◆ Action item: Pull out of the data below the stretch of lines bounded by the one containing "Could you please pick out the rocky outcrop" and the one containing "Could you please pick out the weathered", both bounds included, unchanged.

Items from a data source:
★ ★ ★ ★ ★

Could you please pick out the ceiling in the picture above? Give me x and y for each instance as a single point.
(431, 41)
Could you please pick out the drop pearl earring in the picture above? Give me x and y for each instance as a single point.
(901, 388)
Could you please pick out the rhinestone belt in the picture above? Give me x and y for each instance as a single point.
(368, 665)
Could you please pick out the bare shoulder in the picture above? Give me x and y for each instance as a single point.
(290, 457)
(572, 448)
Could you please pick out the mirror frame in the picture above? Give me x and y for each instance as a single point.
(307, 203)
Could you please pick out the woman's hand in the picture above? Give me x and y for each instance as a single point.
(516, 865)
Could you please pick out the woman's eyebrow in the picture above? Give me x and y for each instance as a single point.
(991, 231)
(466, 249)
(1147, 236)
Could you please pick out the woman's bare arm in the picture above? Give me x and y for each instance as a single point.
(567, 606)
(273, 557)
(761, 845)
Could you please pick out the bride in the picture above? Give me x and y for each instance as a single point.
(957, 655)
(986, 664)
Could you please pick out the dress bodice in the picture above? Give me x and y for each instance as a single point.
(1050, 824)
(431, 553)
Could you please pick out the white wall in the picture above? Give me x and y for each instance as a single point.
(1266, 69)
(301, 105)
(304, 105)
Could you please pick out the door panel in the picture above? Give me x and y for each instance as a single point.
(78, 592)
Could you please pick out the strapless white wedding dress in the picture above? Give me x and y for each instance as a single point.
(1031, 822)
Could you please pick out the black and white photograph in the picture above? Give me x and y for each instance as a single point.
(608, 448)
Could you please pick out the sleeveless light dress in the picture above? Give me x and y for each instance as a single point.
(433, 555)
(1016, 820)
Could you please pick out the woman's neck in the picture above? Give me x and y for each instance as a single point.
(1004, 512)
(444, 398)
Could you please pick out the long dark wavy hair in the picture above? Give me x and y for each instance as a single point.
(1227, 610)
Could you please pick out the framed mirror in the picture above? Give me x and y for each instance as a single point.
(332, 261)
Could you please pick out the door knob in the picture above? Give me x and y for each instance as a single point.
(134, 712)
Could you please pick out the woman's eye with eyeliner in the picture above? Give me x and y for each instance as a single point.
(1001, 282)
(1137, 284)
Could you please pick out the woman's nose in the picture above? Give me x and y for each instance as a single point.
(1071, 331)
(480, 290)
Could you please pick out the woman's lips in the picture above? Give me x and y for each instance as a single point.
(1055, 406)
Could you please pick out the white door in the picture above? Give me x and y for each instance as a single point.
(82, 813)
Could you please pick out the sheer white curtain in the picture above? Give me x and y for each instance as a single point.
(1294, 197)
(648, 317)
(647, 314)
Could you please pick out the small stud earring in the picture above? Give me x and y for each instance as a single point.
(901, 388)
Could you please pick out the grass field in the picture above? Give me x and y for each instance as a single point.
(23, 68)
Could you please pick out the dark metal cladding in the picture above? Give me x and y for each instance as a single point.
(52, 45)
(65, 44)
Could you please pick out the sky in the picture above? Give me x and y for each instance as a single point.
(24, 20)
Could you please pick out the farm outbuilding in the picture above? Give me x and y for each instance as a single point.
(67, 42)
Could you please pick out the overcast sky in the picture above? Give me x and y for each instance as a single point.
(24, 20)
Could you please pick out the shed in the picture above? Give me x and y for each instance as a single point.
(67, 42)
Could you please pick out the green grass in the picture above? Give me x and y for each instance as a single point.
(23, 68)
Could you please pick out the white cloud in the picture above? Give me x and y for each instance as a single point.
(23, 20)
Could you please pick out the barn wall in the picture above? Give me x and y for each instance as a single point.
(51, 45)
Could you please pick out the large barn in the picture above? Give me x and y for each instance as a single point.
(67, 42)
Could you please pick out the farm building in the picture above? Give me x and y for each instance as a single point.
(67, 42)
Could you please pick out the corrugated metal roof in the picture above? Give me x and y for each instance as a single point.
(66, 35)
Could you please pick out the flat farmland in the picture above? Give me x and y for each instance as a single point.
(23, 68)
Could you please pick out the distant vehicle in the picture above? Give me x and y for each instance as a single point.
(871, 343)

★ ★ ★ ★ ★

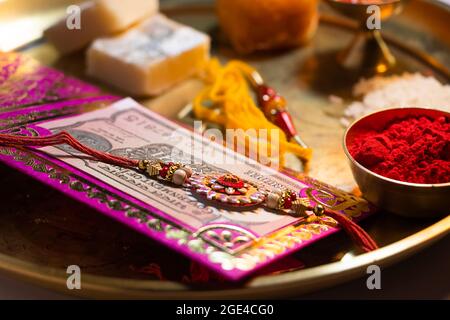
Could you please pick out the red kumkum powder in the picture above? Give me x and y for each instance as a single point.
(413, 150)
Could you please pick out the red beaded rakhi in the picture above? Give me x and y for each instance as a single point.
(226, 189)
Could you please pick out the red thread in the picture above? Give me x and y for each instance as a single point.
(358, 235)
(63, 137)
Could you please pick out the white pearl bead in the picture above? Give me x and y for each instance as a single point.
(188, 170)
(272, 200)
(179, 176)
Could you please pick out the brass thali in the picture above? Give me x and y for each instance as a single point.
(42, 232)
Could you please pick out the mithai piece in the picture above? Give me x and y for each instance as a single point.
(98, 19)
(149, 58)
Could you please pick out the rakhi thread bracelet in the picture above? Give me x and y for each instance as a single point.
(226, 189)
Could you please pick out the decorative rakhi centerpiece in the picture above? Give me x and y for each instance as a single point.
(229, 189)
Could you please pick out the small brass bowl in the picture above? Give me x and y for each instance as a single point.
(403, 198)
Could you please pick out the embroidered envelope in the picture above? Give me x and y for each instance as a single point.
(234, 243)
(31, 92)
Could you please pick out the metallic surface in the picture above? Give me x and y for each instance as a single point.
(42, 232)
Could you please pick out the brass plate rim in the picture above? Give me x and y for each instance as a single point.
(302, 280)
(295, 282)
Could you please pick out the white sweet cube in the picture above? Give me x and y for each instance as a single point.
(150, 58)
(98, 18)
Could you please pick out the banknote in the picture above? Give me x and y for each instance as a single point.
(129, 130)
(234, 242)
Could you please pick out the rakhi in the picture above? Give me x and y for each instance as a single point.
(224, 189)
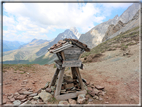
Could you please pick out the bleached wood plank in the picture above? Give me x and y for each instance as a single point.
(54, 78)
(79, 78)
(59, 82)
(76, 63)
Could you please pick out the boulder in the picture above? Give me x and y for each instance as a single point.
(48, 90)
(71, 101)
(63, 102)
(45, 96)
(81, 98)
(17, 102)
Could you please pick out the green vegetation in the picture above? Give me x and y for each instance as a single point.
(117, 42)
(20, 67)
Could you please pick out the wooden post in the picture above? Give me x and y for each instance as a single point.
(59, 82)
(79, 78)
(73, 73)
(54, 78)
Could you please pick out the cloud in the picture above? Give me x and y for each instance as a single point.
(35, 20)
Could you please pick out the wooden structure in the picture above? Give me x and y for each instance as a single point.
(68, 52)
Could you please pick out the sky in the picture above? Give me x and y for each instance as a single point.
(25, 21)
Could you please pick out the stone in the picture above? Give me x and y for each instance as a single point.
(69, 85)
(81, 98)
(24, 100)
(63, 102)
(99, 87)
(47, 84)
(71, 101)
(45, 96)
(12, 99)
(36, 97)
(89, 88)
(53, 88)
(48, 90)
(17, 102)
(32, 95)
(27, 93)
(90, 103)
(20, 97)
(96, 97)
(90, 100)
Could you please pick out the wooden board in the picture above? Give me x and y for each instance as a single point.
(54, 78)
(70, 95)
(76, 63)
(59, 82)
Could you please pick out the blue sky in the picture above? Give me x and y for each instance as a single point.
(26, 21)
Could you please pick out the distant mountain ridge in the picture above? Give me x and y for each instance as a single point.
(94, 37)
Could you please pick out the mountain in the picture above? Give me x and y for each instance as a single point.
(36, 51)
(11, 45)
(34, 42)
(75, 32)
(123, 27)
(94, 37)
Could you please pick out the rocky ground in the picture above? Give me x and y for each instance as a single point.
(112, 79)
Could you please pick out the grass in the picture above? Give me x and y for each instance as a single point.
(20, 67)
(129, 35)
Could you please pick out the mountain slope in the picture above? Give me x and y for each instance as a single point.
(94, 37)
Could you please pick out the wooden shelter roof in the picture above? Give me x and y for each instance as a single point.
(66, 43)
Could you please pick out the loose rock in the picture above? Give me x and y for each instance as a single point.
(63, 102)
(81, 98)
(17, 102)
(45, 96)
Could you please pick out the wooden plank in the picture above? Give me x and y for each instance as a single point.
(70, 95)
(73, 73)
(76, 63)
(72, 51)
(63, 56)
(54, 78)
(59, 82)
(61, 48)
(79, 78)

★ ★ ★ ★ ★

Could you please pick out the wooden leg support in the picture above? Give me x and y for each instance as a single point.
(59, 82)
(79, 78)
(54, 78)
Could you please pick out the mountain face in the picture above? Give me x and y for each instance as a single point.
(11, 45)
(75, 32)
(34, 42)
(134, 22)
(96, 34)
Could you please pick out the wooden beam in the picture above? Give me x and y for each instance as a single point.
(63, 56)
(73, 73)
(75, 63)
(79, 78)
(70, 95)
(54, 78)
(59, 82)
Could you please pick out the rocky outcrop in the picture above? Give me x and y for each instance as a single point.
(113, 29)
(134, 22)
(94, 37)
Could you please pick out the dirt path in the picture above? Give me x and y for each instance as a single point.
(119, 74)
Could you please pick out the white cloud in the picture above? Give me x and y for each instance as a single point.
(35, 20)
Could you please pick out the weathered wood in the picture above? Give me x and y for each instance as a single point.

★ ★ ★ ★ ★

◆ Completed exercise:
Could you please pick out the rocky outcrop in the picture above? Give me x and y for each instance as a single point.
(113, 29)
(134, 22)
(94, 37)
Could you please pick out the dirt path in the picture above? Give me x and y for each instance as a single point.
(119, 74)
Could you please pick out the white cloud in the picture above? Give me x and y for each instance as a single point.
(35, 20)
Could you please pick out the weathered wood in the picture above? Give me x and y for each instance as a single point.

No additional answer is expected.